Dataset entries:
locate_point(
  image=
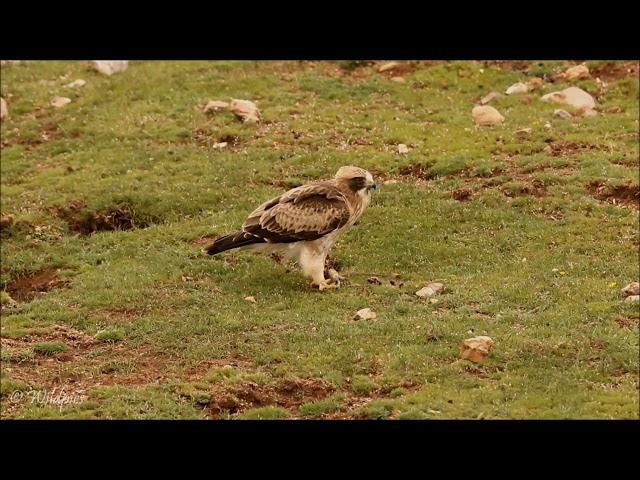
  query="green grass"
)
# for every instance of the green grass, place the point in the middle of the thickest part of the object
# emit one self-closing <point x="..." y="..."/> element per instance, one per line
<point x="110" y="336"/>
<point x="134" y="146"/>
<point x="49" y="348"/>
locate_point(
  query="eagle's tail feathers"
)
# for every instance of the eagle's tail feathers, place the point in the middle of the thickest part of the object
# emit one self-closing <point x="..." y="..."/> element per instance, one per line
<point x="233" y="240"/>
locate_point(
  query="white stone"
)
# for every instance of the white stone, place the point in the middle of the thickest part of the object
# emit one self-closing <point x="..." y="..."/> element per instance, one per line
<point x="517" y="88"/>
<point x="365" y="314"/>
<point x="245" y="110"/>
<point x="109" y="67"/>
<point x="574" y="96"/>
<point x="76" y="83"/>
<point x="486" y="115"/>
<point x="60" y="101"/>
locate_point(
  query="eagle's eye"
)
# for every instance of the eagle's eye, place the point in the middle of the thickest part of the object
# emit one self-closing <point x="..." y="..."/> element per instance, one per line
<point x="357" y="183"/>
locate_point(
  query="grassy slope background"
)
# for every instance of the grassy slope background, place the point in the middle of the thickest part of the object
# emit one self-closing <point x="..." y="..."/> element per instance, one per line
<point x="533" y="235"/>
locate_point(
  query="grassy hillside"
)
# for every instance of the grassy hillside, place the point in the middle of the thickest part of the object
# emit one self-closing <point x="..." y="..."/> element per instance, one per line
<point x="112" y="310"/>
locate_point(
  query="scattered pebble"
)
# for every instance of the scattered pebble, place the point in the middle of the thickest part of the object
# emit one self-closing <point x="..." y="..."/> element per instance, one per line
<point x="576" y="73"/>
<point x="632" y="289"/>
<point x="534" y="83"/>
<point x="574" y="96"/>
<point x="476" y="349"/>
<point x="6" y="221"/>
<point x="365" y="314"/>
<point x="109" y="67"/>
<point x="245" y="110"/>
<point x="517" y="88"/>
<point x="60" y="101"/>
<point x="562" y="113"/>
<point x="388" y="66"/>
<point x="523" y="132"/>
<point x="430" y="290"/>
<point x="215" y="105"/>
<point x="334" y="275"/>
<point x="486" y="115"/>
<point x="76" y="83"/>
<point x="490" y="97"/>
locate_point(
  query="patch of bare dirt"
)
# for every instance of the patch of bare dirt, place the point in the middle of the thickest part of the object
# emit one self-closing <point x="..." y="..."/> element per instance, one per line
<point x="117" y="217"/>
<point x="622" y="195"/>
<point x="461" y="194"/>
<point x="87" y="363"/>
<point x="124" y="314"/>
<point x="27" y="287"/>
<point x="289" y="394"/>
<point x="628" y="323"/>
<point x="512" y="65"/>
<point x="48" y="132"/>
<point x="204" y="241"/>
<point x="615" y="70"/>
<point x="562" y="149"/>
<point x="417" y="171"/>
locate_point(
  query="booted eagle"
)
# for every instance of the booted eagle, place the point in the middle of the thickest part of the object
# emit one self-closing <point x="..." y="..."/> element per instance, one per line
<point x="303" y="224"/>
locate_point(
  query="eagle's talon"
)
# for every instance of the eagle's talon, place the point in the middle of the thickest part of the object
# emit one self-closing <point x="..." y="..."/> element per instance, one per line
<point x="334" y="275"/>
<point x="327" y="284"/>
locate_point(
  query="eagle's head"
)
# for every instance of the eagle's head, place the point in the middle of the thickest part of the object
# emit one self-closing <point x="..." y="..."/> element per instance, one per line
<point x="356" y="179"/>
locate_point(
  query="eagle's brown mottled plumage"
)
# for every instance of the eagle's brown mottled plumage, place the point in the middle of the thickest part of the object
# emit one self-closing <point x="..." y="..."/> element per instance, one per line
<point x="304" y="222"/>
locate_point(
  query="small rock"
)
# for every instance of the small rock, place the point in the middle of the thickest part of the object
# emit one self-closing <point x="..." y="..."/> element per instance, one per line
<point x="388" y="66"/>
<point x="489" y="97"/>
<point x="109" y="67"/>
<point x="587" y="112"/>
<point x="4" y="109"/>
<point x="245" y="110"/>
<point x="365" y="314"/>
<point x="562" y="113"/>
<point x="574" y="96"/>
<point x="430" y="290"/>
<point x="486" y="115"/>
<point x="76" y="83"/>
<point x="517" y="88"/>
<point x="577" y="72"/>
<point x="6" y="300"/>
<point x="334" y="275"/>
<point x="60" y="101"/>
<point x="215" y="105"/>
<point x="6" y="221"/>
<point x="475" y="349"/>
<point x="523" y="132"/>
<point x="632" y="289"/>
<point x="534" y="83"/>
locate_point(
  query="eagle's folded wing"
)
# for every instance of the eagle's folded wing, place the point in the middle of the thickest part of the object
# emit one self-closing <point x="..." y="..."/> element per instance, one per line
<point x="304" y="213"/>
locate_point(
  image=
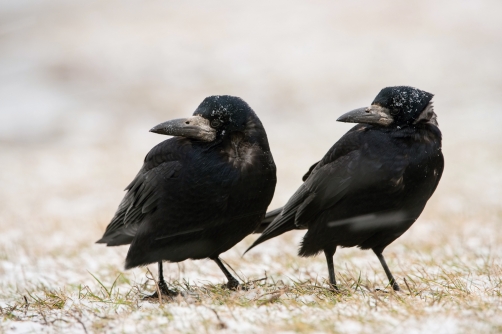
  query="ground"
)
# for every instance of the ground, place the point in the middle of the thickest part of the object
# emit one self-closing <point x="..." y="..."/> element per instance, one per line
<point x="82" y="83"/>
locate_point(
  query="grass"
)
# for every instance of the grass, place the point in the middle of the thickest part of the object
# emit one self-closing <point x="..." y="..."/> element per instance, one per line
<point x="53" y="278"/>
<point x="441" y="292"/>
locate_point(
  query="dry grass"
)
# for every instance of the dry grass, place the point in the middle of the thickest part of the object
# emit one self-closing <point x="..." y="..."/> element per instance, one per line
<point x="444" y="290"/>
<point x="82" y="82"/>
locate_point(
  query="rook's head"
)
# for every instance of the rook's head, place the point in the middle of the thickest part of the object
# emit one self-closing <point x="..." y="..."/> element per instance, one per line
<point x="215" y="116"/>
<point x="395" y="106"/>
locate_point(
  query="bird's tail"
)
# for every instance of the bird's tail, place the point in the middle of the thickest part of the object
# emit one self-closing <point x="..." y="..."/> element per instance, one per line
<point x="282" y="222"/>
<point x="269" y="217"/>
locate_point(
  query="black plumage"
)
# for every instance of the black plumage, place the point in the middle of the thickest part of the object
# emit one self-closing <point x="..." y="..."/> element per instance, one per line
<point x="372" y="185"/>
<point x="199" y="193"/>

* _EXERCISE DIRECTIONS_
Using the records above, gather all lines where the string "pebble" is present.

* _RESULT OF THIS EXERCISE_
  query="scattered pebble"
# for every instance of the scattered pebble, place the point in the middle of the thickest part of the object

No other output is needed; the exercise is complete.